**TEXTO DO DOCUMENTO:**
# # # #

Wronski (1999) observou que a prática dos pais quanto às solicitações dos filhos era geralmente ceder aos pedidos, independentemente da avaliação que faziam acerca da responsabilidade deles e da relevância da solicitação, havendo, dessa forma, uma incongruência entre as cognições e as práticas dos pais. A incongruência era produto da preferência por ceder a ter de conversar sobre dificuldades financeiras e a necessidade de conter despesas. Somada a isso, a autora observou pouca preocupação em explicar aos filhos o significado do consumo e a valorização do dinheiro.

Os resultados dos estudos citados assinalam duas questões: (1) crianças recebem dinheiro, sendo ele proveniente da mesada ou não; e (2) o acesso à experiência de receber dinheiro, junto com outros fatores, promove o conhecimento econômico. Os dois fatores são proporcionados pelos pais, tornando-se relevante estudar as cognições e os comportamentos dos pais quanto ao "dinheiro dos filhos" - a mesada.

# # # #

[Registros do conjunto de dados]
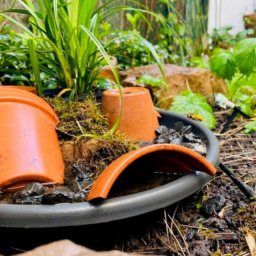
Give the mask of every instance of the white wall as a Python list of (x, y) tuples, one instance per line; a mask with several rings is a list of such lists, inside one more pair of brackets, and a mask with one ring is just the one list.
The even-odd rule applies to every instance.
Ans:
[(243, 16), (253, 13), (256, 5), (256, 0), (209, 0), (208, 33), (226, 26), (233, 26), (234, 35), (243, 30)]

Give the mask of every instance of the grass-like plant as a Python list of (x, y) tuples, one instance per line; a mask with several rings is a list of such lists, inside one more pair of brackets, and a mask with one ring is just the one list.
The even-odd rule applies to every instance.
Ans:
[[(160, 0), (171, 6), (165, 0)], [(120, 88), (118, 74), (102, 42), (102, 39), (107, 36), (118, 34), (120, 32), (132, 34), (142, 42), (152, 54), (165, 77), (156, 52), (144, 38), (131, 31), (100, 29), (104, 19), (117, 12), (125, 10), (138, 13), (150, 26), (144, 14), (151, 14), (156, 18), (155, 14), (128, 6), (108, 8), (114, 0), (106, 1), (98, 7), (98, 0), (17, 1), (23, 6), (23, 10), (5, 10), (0, 15), (30, 35), (28, 50), (40, 95), (42, 92), (42, 72), (52, 76), (70, 94), (72, 100), (75, 95), (88, 93), (97, 87), (98, 74), (101, 67), (106, 64), (110, 67)], [(32, 31), (4, 14), (10, 12), (28, 15)], [(38, 56), (45, 60), (44, 63), (38, 62)]]

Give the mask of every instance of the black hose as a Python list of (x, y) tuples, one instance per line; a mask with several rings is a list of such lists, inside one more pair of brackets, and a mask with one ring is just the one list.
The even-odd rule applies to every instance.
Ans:
[(220, 162), (219, 164), (219, 167), (231, 179), (234, 183), (237, 186), (248, 199), (251, 201), (256, 202), (256, 198), (255, 197), (256, 195), (254, 195), (251, 193), (247, 188), (246, 186), (243, 184), (242, 182), (226, 166)]

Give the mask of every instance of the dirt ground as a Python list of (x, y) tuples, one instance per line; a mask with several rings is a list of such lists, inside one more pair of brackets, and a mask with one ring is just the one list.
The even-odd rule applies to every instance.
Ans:
[[(230, 112), (219, 110), (214, 114), (217, 126), (212, 130), (219, 141), (221, 162), (255, 192), (256, 134), (244, 133), (242, 125), (247, 120), (240, 118), (234, 120), (224, 134), (219, 134)], [(213, 200), (213, 202), (209, 203)], [(214, 209), (210, 207), (213, 205)], [(255, 225), (251, 224), (246, 231), (244, 226), (251, 220), (248, 216), (240, 216), (244, 207), (248, 209), (244, 212), (251, 211), (251, 216), (255, 214), (255, 203), (246, 198), (218, 169), (214, 178), (190, 196), (164, 209), (128, 219), (78, 227), (1, 228), (0, 255), (9, 256), (53, 241), (68, 239), (97, 251), (246, 256), (250, 252), (246, 238), (248, 234), (255, 238), (256, 230)], [(236, 217), (238, 212), (240, 215)]]

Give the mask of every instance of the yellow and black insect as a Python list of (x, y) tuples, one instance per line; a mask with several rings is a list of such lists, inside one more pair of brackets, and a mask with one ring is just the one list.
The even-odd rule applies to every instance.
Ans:
[(189, 113), (187, 115), (187, 117), (188, 118), (193, 119), (196, 121), (199, 121), (201, 122), (204, 120), (204, 118), (202, 116), (199, 116), (199, 115), (197, 115), (195, 114), (194, 114), (193, 113)]

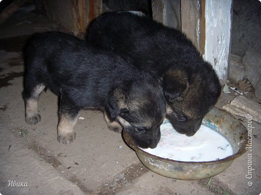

# # # #

**INSTRUÇÕES:**
1. Liste todos os itens que aparecem entre parênteses no texto sobre a mesada dos filhos.
2. Traduza para o inglês a seguinte frase do texto sobre a mesada dos filhos: "A incongruência era produto da preferência por ceder a ter de conversar sobre dificuldades financeiras e a necessidade de conter despesas."

**RESPOSTAS:**
1. (1999), (1), (2)

2. The incongruity was the product of a preference for giving in over having to talk about financial difficulties and the need to contain expenses.